- _SELECTED EXTRACT_
Integration tests (gated on BQAA_LIVE=1 env var, same gate pattern as existing live tests):
tests/integration/test_evalbench_live.py
Materialize a fixture EvalBench job into a temp dataset.
Call Client.evaluate(LLMAsJudge.hallucination(...), filters=TraceFilter(experiment_id=job_id), dataset="evalbench_agent_events") — assert at least one per-session score, and report.details["execution_mode"] in {"ai_generate", "ml_generate_text", "api_fallback"}.
Docs
docs/evalbench.md — module overview, mirror-table contract, CLI reference.
evalbench-score CLI (thin wrapper around Client.evaluate)
0.25 wk
P0
Unit + integration tests
0.5 wk
P0
Docs + Gemini CLI live demo
0.5 wk
P1
evalbench_scores_imported schema + writer
0.5 wk
P1
Looker view template joining EvalBench scores with BQAA scorecard outputs
0.5 wk
MVP total: 2–3 eng-weeks.

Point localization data
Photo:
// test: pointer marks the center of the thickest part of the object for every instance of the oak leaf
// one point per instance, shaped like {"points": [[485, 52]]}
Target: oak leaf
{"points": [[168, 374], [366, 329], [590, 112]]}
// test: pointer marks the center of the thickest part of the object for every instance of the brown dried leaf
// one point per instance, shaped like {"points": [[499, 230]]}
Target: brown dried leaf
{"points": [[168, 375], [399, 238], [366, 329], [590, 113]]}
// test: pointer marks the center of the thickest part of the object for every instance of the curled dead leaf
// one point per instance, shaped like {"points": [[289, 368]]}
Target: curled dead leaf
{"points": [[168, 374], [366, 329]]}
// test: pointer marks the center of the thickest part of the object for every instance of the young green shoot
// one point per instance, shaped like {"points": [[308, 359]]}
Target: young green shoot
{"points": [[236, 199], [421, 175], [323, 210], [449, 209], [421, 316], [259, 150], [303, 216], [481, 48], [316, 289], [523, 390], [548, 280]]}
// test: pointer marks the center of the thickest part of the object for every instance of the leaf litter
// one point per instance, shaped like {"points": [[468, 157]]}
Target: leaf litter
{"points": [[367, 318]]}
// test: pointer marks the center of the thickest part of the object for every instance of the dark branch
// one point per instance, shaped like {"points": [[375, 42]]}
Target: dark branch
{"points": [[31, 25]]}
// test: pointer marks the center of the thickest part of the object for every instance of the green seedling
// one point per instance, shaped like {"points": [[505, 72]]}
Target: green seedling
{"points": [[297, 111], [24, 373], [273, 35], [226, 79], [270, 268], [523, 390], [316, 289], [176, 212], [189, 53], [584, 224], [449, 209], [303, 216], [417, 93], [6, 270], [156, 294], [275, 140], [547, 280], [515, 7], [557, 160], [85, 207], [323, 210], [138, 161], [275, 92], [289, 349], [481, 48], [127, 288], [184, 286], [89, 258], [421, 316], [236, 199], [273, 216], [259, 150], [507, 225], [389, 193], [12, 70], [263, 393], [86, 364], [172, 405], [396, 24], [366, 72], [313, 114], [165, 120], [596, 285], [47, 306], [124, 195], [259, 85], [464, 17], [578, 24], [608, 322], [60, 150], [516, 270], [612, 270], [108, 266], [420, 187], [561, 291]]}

- _REQUIRED WORK_
1. In the EvalBench plan, how are the integration tests gated, and what does the plan say that choice follows? Answer in one to three sentences.
2. Write out the EvalBench plan word for word, from "Integration tests (gated" up to and including "wrapper around Client.evaluate)".

- _TASK-BY-TASK ANSWERS_
1. The integration tests run only when the BQAA_LIVE=1 environment variable is set. This follows the same gate pattern as the existing live tests.

2.
Integration tests (gated on BQAA_LIVE=1 env var, same gate pattern as existing live tests):
tests/integration/test_evalbench_live.py
Materialize a fixture EvalBench job into a temp dataset.
Call Client.evaluate(LLMAsJudge.hallucination(...), filters=TraceFilter(experiment_id=job_id), dataset="evalbench_agent_events") — assert at least one per-session score, and report.details["execution_mode"] in {"ai_generate", "ml_generate_text", "api_fallback"}.
Docs
docs/evalbench.md — module overview, mirror-table contract, CLI reference.
evalbench-score CLI (thin wrapper around Client.evaluate)